Extracted information
==============================

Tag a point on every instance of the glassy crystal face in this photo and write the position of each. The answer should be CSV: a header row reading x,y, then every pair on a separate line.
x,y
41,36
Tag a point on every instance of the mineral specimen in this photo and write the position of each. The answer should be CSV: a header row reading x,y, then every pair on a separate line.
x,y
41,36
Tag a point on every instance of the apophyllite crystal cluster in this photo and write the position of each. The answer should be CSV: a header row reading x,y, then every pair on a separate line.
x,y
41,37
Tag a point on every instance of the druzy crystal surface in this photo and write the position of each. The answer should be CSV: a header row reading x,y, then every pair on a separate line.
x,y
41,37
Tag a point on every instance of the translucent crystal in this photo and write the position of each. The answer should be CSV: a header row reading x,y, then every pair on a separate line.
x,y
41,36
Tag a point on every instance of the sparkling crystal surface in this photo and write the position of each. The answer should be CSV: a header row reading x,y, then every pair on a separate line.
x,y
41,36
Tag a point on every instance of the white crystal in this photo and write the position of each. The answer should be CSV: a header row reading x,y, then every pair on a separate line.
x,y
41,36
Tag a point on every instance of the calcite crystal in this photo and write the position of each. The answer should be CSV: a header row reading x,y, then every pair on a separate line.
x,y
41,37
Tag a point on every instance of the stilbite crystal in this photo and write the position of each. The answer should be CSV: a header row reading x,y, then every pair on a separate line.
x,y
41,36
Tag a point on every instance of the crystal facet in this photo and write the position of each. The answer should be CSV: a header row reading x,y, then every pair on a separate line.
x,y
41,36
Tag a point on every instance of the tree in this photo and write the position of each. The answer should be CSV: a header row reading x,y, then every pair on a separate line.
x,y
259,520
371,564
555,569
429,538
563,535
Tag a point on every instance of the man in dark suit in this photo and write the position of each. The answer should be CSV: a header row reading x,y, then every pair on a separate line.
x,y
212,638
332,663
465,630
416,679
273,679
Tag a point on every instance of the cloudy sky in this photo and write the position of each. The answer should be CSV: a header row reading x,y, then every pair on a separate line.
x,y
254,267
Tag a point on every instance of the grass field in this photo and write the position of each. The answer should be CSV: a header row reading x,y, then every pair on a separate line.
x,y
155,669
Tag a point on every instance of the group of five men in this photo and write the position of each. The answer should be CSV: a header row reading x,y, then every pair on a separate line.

==============================

About this exercise
Transcribe the full listing, word for word.

Solution for this task
Tag a point on every instance of the glassy crystal face in this photo and write the position of each. The answer should be CSV: a header row reading x,y, then every pair on a separate line.
x,y
41,36
Tag a point on every instance of the mineral specimen in this photo and write the position of each. The answer should be CSV: a header row reading x,y, then every pair on a separate line.
x,y
41,36
Tag a point on every instance of the apophyllite crystal cluster in this photo and write the position of each. The answer should be CSV: a header row reading x,y, then every pair on a separate line.
x,y
41,37
Tag a point on every instance of the druzy crystal surface in this photo and write the position of each. The answer should be CSV: a header row reading x,y, then every pair on a separate line.
x,y
41,37
Tag a point on every instance of the translucent crystal in this photo and write the position of each. The answer should be CSV: a header row reading x,y, then every pair on a separate line.
x,y
41,36
Tag a point on every instance of the sparkling crystal surface in this photo and write the position of each. The answer should be CSV: a header row reading x,y, then every pair on a separate line.
x,y
41,36
Tag a point on every instance of the white crystal in this photo and write the position of each. The answer should be CSV: a header row reading x,y, then every pair on a separate line.
x,y
41,36
Tag a point on every instance of the calcite crystal in this photo and write the position of each. The answer should be CSV: a header row reading x,y, then every pair on a separate line.
x,y
41,37
Tag a point on every instance of the stilbite crystal in this photo and write the position of each. The answer should be CSV: a header row reading x,y, then every pair on a separate line.
x,y
41,36
Tag a point on every instance of the crystal facet in this photo and write the position of each. The answer should be CSV: a header row reading x,y, then every pair on a separate line.
x,y
41,36
Tag a point on every instance of the tree in this photo and write the position of each. The answer should be CSV: a header row reading x,y, then every pair on a separate line.
x,y
259,520
371,564
555,569
429,538
563,535
Tag a point on every instance of the man in dark suit in this photo and write the position of each. The answer should be CSV: a header row reading x,y, then every pair on a separate line.
x,y
212,638
332,663
465,630
416,679
273,679
Tag a point on every instance of the cloudy sky in this photo and write the position of each. The answer should be CSV: a header row reading x,y, then every pair on a separate line.
x,y
254,267
Tag a point on every instance of the grass field in this photo and write the position of each. The answer should be CSV: a header row reading x,y, then every pair on a separate line.
x,y
155,669
Tag a point on every instance of the group of five men in this photo and write the position of each. The answer should be CSV: a header row reading x,y, then every pair on a separate line.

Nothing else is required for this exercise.